Metin parçası:
╔══

Makale

Oruç ile Gelenler

DİN VE HAYAT

Oruç ile Gelenler

Doç. Dr. Ahmet ÇAPKU
Kırklareli Üniversitesi Fen-Edebiyat Fakültesi

HER dinin kendine özgü ibadet biçimleri vardır. İslam’ın getirdiği namaz, oruç, zekât, hac ve diğer ibadetlerin kişinin iç ve dış dünyasına yansımaları söz konusudur. Hemen her birinin farklı görünümü olan ibadetlerin, nihai manada kişinin yetkinleşmesini ve dünya ahiret mutluluğunu gözettiğini söylemek mümkündür. Muhtelif gerekçeler dile getirilmekle birlikte ibadetlerin var oluş amacı ilahî hikmet boyutu ile ilişkilidir.
İslam dininin inanç ilkelerinden kabul edilen oruç, Arapçada ‘sıyam’ kelimesi ile ifade edilmiştir ki, bu kavram, kişinin bir işi yapmaktan kendini alıkoyması, susmak, durgunlaşmak, gibi manalara gelir. Oruç için önemli kavramlardan biri olan ‘imsak’ (tutmak), oruçlunun, fecirden akşama kadar yemek, içmek ve cinsel ilişkiden kendini tutması/alıkoyması olarak anlaşılmıştır. Bu yönüyle mezkûr kavram, kişinin iradi açıdan yetkinleşmesi yanında bedenin dünyevi ilgilere kapılmasını önlemek ile de yakından ilgilidir.

╚══

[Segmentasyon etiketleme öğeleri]
╔══

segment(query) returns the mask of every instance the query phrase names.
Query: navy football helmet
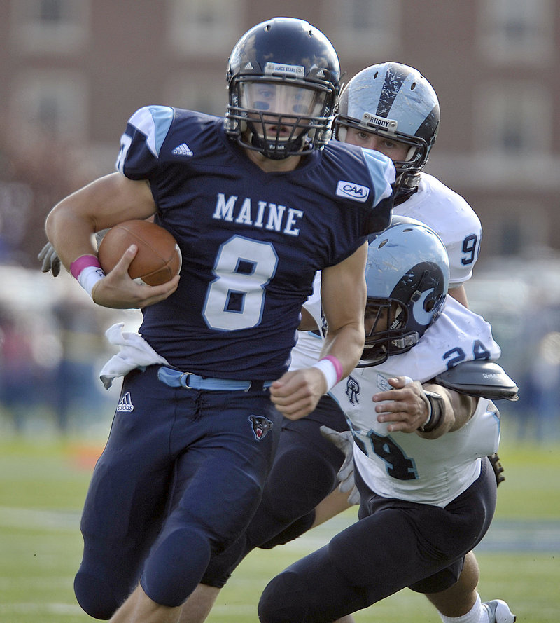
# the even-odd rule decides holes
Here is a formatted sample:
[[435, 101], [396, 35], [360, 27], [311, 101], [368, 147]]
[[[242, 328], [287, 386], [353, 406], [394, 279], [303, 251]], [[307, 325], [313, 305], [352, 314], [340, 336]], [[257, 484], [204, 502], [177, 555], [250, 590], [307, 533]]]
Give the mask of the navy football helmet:
[[445, 246], [424, 223], [394, 216], [370, 242], [365, 282], [366, 337], [358, 367], [410, 350], [440, 315], [449, 284]]
[[274, 18], [248, 30], [233, 48], [227, 79], [226, 131], [244, 147], [281, 160], [330, 138], [338, 57], [304, 20]]
[[407, 160], [395, 163], [398, 205], [415, 192], [439, 125], [440, 103], [430, 83], [413, 67], [385, 62], [363, 69], [344, 87], [334, 132], [344, 141], [346, 128], [356, 128], [410, 146]]

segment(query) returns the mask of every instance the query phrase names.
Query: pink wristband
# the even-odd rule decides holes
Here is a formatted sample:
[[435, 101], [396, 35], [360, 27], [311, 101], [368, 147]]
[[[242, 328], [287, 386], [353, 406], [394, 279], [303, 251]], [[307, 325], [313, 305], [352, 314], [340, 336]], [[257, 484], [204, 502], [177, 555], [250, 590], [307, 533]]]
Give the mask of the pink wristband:
[[326, 359], [330, 362], [331, 364], [335, 367], [335, 369], [337, 372], [337, 383], [338, 383], [340, 379], [342, 378], [344, 374], [344, 371], [342, 369], [342, 364], [335, 357], [334, 355], [328, 355], [326, 357], [323, 357], [321, 359]]
[[72, 274], [72, 277], [74, 279], [78, 279], [80, 276], [80, 273], [83, 271], [84, 268], [88, 268], [88, 266], [94, 266], [96, 268], [100, 268], [101, 264], [99, 263], [99, 260], [94, 255], [81, 255], [78, 259], [74, 260], [71, 264], [70, 264], [70, 272]]

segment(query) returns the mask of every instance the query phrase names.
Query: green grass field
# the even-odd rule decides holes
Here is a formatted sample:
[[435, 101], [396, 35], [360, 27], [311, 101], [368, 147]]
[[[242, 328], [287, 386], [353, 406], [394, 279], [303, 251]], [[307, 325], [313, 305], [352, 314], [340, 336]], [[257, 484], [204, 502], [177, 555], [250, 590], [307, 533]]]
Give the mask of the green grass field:
[[[505, 599], [518, 623], [560, 619], [560, 448], [503, 441], [506, 481], [494, 524], [477, 552], [484, 600]], [[86, 623], [74, 574], [80, 507], [97, 449], [71, 442], [0, 441], [0, 623]], [[307, 537], [246, 559], [209, 623], [256, 622], [275, 573], [351, 521], [335, 518]], [[486, 542], [488, 545], [486, 545]], [[440, 623], [421, 595], [404, 590], [356, 615], [359, 623]]]

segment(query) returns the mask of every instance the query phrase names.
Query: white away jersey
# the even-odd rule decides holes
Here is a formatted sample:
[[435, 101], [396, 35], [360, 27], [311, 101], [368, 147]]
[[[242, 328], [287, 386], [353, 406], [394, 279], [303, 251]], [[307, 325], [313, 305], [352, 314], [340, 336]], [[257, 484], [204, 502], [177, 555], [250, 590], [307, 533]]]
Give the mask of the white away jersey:
[[369, 368], [357, 368], [331, 390], [354, 434], [354, 458], [368, 486], [386, 498], [444, 507], [480, 473], [480, 457], [493, 454], [500, 439], [499, 413], [481, 398], [472, 418], [437, 439], [387, 431], [377, 422], [372, 397], [391, 389], [387, 379], [409, 376], [422, 383], [456, 364], [495, 360], [500, 348], [489, 324], [447, 296], [442, 314], [408, 352]]
[[149, 182], [155, 222], [183, 256], [177, 289], [142, 310], [139, 332], [178, 369], [278, 378], [316, 272], [388, 224], [393, 163], [331, 141], [268, 173], [223, 118], [164, 106], [137, 111], [120, 143], [118, 170]]
[[449, 285], [468, 281], [478, 259], [482, 228], [467, 202], [436, 177], [420, 174], [418, 190], [393, 213], [425, 223], [443, 240], [449, 256]]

╚══

Oruçla ilgili metinden "DİN VE HAYAT" sözleriyle başlayıp "boyutu ile ilişkilidir." sözlerine kadar süren bölümü olduğu gibi alıntılayın.

DİN VE HAYAT

Oruç ile Gelenler

Doç. Dr. Ahmet ÇAPKU
Kırklareli Üniversitesi Fen-Edebiyat Fakültesi

HER dinin kendine özgü ibadet biçimleri vardır. İslam’ın getirdiği namaz, oruç, zekât, hac ve diğer ibadetlerin kişinin iç ve dış dünyasına yansımaları söz konusudur. Hemen her birinin farklı görünümü olan ibadetlerin, nihai manada kişinin yetkinleşmesini ve dünya ahiret mutluluğunu gözettiğini söylemek mümkündür. Muhtelif gerekçeler dile getirilmekle birlikte ibadetlerin var oluş amacı ilahî hikmet boyutu ile ilişkilidir.